--- begin PASSAGE TO READ ---
Thank you for your support. I got an improvement with HW reference data and AGC off, but it is not satisfactory yet.

Truth to be told, the requirement of our HW application is quite tricky and strict. We need louder speaker volume and require sensitive microphone as well for our application.

Here is our setting for the HW.

HW PA Gain is set to 7dB
REG0x44 is set to 0x50, which means HW reference data is in use for SW AEC.
REG0x14 (ADC PGA Gain) is set to 0x1A (30dB)
REG0x17 (ADC Volume) is set to 0xBF (0dB)
REG0x32 (DAC Volume) is set to 0xBA (-2.5dB)

It would be appreciated if you could provide your insight and expertise suggesting any alternative approach.

Please understand that this issue is very critical and crucial to our project.

Thanks, Edward

ahhfzhang commented 1 year ago

Hi Edward,

The ADC part is the same as our default value
But if your HW PA Gain is 7dB, then the maximum DAC Volume can only be -7dB

If you think the speaker is not so loud, you can refer to the following operations:

PA power supply use 5V
The speaker structure needs a cavity, choose a speaker with a slightly larger power

And have you saved the algorithm stream input data ？you can check the waveform to see if there is a problem with too much gain.

SCH_ESP32-S3-KORVO-2L_V1.0_20220815.pdf

Best Regards.

EdwardRyu commented 1 year ago

Thank you Michael for your answer.

We are currently using PA power supply 5V.

I got an audio dump after enabling only DEBUG_AEC_INPUT, not DEBUG_AEC_OUTPUT.

Here the dump file is.

aec.zip

The first part is ring tone, and then the last part is the voice of "testing testing one, two, three".

I wonder if the dump is generated correctly or not, because when I enabled it and tested it, voice was cutting unlike when testing without this feature on. It may require more CPU resources for dumping data, am I right?

And when replaying this wav file, it sounds faster than it really is. We might lost some raw data during dump procedure. Don't you think so?

Anyway as I am not familiar with audio issue, so it would be appreciated if you can find any clue from this dump.

Please let me know how to find where the bigger gain is given or where the distortion is happening.

What does the upper channel in the diagram mean? What does the lower channel?

Thanks, Edward

ahhfzhang commented 1 year ago

Hi Edward,

Yes, the dump file seems lost a lot of raw data. Could it be that the writing speed of the sdcard is too slow? But the gain doesn't look distorted based on these data.

The upper channel is mic(ADC) data, lower channel is ref(DAC) data.

Maybe you can try use this mp3 as a ref data.

Best Regards.
--- end PASSAGE TO READ ---
◆ TASKS AND EXERCISES
1) In the audio gain thread, what is the maximum DAC Volume when the HW PA Gain is 7dB?
2) Continue the audio gain thread after its last post.
--- begin INFORMATION PROVIDED ---
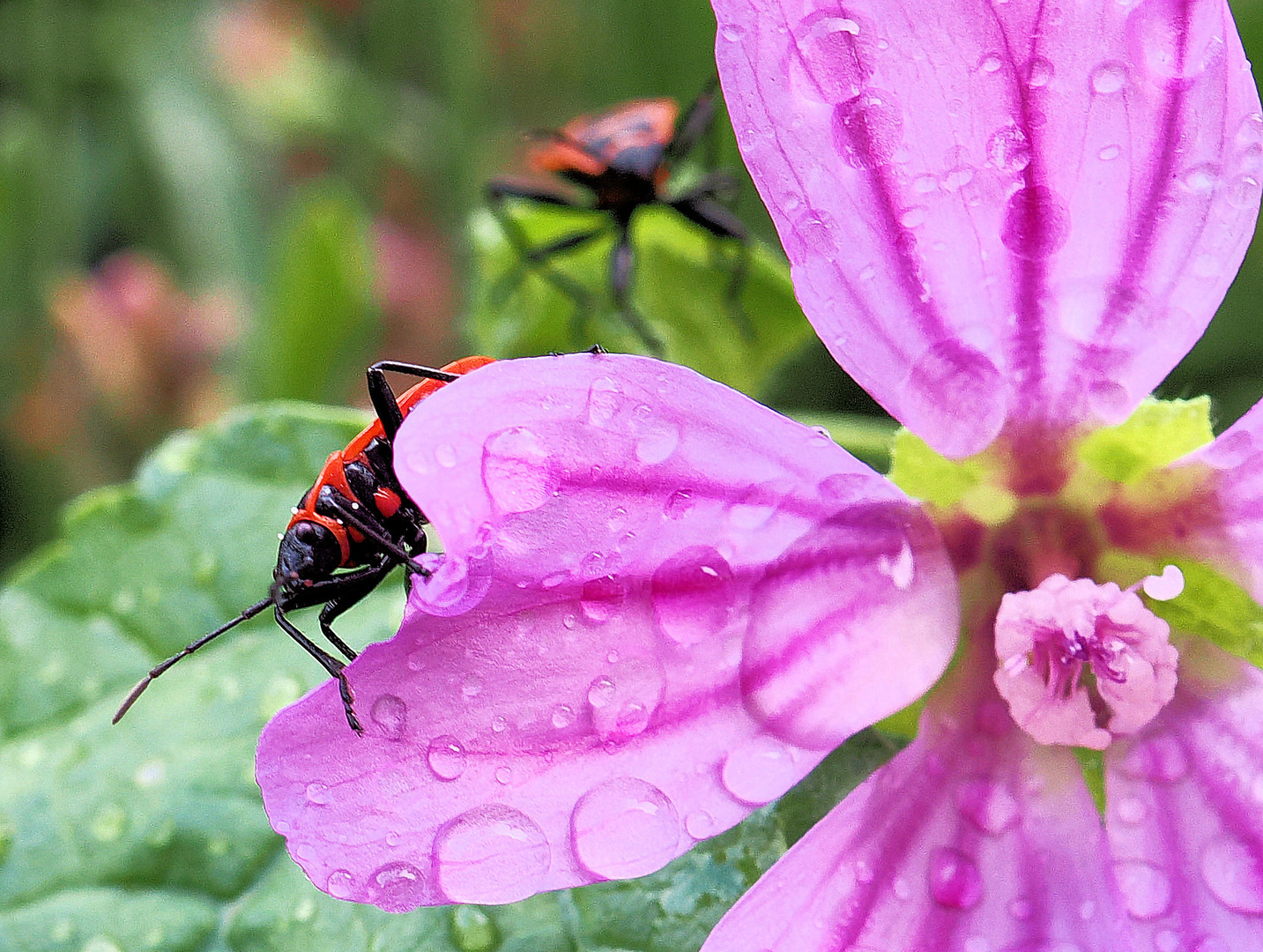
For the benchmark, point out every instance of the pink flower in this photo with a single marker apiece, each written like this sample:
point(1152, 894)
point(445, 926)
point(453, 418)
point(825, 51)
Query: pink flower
point(662, 604)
--- end INFORMATION PROVIDED ---
◆ ANSWERS IN ORDER
1) -7dB

2)
EdwardRyu commented 1 year ago

Hi Michael,

Our HW doesn't support SD Card, instead all files are saved into flash memory. I tried algorithm example but it is same.

We are missing many raw data during playing and dump. I came to know that this is a limit of BUS architecture because we stores dump data into flash memory and even mp3 file comes from fat file system, it may be eating up MIPs as well.

Do you have further idea?

What is the similarity of raw data of ch1 and ch2 given on the other day? Is the noise or distortion level at ch1 acceptable?

BTW, I have raised a simple question about audio path in another ticket. It would be appreciated if you also take care of this.

Thanks, Edward

EdwardRyu commented 1 year ago

Hi Michael,

I got a dump from I2S level directly and then generated wav files as attached.

BOARD_PA_GAIN is defined as 6 in board_def.h HW PA Gain is set to 14dB REG0x44 is set to 0x50, which means HW reference data is in use for SW AEC. REG0x14 (ADC PGA Gain) is set to 0x1A (30dB) REG0x17 (ADC Volume) is set to 0xBF (0dB) REG0x32 (DAC Volume) is set to 0xBA (-2.5dB)

audio_dump_i2s.zip

Looking forward to your feedback and analysis.

Thanks, Edward

EdwardRyu commented 1 year ago

Hi Michael,

Here I am attaching new dump from Mic, reference signal and voice from the end user.

We cannot dump audio data from the output of AEC algorithm because lots of audio dump data is missing. Instead I saved it from the android smartphone of the end user, where you can hear the echo clearly. And I would like to correct HW PA Gain. All the test along with ones in the previous email has been tested with HW PA Gain set to 14dB.

record_and_reference.wav : Record data(Mic) and Reference data recorded_from_end_user.m4a : Saved audio from the end user of android smart phone. BOARD_PA_GAIN is defined as 6 in board_def.h HW PA Gain is set to 14dB REG0x44 is set to 0x50, which means HW reference data is in use for SW AEC. REG0x14 (ADC PGA Gain) is set to 0x1A (30dB) REG0x17 (ADC Volume) is set to 0xBF (0dB) REG0x32 (DAC Volume) is set to 0xBA (-2.5dB)

audio_dump_i2s_new.zip

Thanks, Edward

ahhfzhang commented 1 year ago

Hi Edward,

I think your DAC+PA gain is too high, if HW PA Gain is 14dB, then BOARD_PA_GAIN should be 14

and REG0x32 (DAC Volume) should set to -14db or lower.

Another way you can test is if you set REG0x32 (DAC Volume) to 0xBA (-2.5dB), then HW PA Gain can reduced to 2.5dB.

8311_aec_test.zip Here is our test audio for AEC feature.

Best Regards.

EdwardRyu commented 1 year ago

Hi Michael,

I got audio dump using alogrithm_example.c and test.mp3 you provided. Audio sounds is cutting as mentioned before and I2S dump ( I didn't attach it) also shows that mp3 sound is already corrupted.

Anyway I hope you can find meaningful data from the dump data.

This time I have used following values.

BOARD_PA_GAIN set to 14 REG0x32 set to 0xaa (-10.5 dB, volume 100 ) Note) audio volume is still small for our application requirement.

AudioDump.zip

BTW, I would like to do verify that Codec and AEC are working fine on the same test environment as yours. We would like to follow your recommendation?

Please let me know the followings.

Development Board for testing
ADF branch & versions.
example codes.
SW configuration.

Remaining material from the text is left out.